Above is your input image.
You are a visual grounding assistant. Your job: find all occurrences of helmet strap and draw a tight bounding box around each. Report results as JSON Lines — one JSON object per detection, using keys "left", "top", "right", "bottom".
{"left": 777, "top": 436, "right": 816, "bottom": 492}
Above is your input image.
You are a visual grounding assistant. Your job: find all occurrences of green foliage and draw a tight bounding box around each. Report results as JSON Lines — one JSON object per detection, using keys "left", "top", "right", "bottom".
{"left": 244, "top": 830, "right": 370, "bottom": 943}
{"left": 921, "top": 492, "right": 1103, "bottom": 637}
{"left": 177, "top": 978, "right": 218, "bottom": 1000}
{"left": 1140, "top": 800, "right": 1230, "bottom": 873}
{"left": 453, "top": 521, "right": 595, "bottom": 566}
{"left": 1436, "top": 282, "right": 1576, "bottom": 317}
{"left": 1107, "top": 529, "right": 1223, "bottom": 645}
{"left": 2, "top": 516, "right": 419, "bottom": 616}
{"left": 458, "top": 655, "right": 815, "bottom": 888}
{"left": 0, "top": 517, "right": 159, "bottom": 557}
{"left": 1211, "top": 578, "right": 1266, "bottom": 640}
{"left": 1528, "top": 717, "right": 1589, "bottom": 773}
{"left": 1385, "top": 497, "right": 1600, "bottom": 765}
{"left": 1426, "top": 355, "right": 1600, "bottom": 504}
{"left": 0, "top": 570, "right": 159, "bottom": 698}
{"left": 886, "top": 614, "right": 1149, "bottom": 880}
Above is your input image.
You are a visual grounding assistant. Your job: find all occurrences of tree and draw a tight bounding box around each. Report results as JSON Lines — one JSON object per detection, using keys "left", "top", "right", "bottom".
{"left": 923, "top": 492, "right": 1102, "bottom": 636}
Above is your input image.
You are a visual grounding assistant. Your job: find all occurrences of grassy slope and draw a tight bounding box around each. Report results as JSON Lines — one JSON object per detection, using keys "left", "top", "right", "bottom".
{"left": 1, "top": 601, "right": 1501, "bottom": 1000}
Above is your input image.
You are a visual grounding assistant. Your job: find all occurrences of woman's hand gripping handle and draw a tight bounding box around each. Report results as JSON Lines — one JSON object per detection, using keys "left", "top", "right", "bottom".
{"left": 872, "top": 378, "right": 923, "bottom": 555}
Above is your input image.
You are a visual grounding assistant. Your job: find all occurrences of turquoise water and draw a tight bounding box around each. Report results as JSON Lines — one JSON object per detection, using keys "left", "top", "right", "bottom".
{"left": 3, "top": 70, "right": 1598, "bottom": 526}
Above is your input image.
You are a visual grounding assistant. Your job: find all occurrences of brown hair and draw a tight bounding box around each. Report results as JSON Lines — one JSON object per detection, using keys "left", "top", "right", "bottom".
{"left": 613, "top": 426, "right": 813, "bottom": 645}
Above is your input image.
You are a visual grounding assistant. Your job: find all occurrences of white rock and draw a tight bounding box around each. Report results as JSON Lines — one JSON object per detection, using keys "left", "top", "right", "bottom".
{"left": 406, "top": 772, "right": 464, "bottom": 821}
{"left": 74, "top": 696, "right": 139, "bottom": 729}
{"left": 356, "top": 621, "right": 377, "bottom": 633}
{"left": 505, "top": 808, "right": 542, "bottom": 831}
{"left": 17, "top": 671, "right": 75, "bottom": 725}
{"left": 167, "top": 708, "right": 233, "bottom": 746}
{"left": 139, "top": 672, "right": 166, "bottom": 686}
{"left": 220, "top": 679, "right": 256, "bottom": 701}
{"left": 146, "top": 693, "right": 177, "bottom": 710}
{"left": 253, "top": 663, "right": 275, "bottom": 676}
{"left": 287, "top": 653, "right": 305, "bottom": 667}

What is needed ▸
With no alteration of any kind, give the data again in full.

Task answer ▸
Above is your input image.
You are a visual grounding assistant. Your job: find all occurrences of helmet strap and draw a tight bounding box around each. Report results as JSON Lines — one JSON object per detection, using keys "left", "top", "right", "bottom".
{"left": 777, "top": 436, "right": 816, "bottom": 492}
Above is your input image.
You are a visual grounding assistant. Your job: find all occurrences of green foliage and draw a tight bounding box around each. Report results as JSON Lines — one JSON object per detection, using keys "left", "top", "right", "bottom".
{"left": 244, "top": 830, "right": 370, "bottom": 943}
{"left": 921, "top": 492, "right": 1103, "bottom": 637}
{"left": 177, "top": 978, "right": 218, "bottom": 1000}
{"left": 1140, "top": 800, "right": 1230, "bottom": 873}
{"left": 453, "top": 521, "right": 595, "bottom": 566}
{"left": 1436, "top": 282, "right": 1576, "bottom": 317}
{"left": 1107, "top": 529, "right": 1223, "bottom": 645}
{"left": 2, "top": 516, "right": 419, "bottom": 616}
{"left": 458, "top": 655, "right": 815, "bottom": 888}
{"left": 0, "top": 517, "right": 159, "bottom": 557}
{"left": 1211, "top": 578, "right": 1266, "bottom": 640}
{"left": 1528, "top": 717, "right": 1589, "bottom": 773}
{"left": 1385, "top": 497, "right": 1600, "bottom": 765}
{"left": 1426, "top": 355, "right": 1600, "bottom": 504}
{"left": 0, "top": 570, "right": 159, "bottom": 698}
{"left": 886, "top": 614, "right": 1149, "bottom": 880}
Above is your input image.
You are a visual grounding assistant. Your job: find all occurrences of tree and draw a tight bounding box around each. Report results as JSON Lines — one JSON object per detection, using keys "left", "top", "right", "bottom".
{"left": 923, "top": 492, "right": 1102, "bottom": 636}
Above is your input image.
You are a visual grounding assistant. Your job: find all occurrences of grassy slope and draw a tight bounding box around each. Report results as JSON Lines — one JSON object per detection, using keys "left", "top", "right", "bottom".
{"left": 1, "top": 601, "right": 1501, "bottom": 1000}
Above is your input image.
You are a visual grounding assistant. Your job: find all occurrences of woman's hand gripping handle and draw a tight bounding box around each. Report results as JSON Lines — one JSON object per detection, using keys "left", "top", "right", "bottom".
{"left": 872, "top": 378, "right": 923, "bottom": 555}
Above is your input image.
You are a visual grounding assistant. Your job: find all occurrences of turquoise water and draw a tight bounding box around each. Report results as JSON Lines — one JSON object per detection, using keys "left", "top", "right", "bottom".
{"left": 3, "top": 70, "right": 1598, "bottom": 526}
Above is your input image.
You are a visual grounding assistant. Your job: find all occurrences of brown hair and draw a tight bounding box around each. Report results as JSON Lines — one JSON object per detection, using keys "left", "top", "right", "bottom".
{"left": 613, "top": 426, "right": 813, "bottom": 645}
Above is your input image.
You are a visual grounding assistant. Your job: find all occurrences of white rock and draw a tight bounding box around each. Report results as JSON Lines — one JSON object per detection, using keys "left", "top", "right", "bottom".
{"left": 406, "top": 772, "right": 464, "bottom": 821}
{"left": 74, "top": 696, "right": 139, "bottom": 729}
{"left": 356, "top": 621, "right": 377, "bottom": 633}
{"left": 505, "top": 808, "right": 542, "bottom": 831}
{"left": 17, "top": 671, "right": 75, "bottom": 725}
{"left": 167, "top": 708, "right": 233, "bottom": 746}
{"left": 139, "top": 672, "right": 166, "bottom": 686}
{"left": 220, "top": 679, "right": 256, "bottom": 701}
{"left": 146, "top": 693, "right": 177, "bottom": 710}
{"left": 253, "top": 663, "right": 275, "bottom": 676}
{"left": 287, "top": 653, "right": 305, "bottom": 667}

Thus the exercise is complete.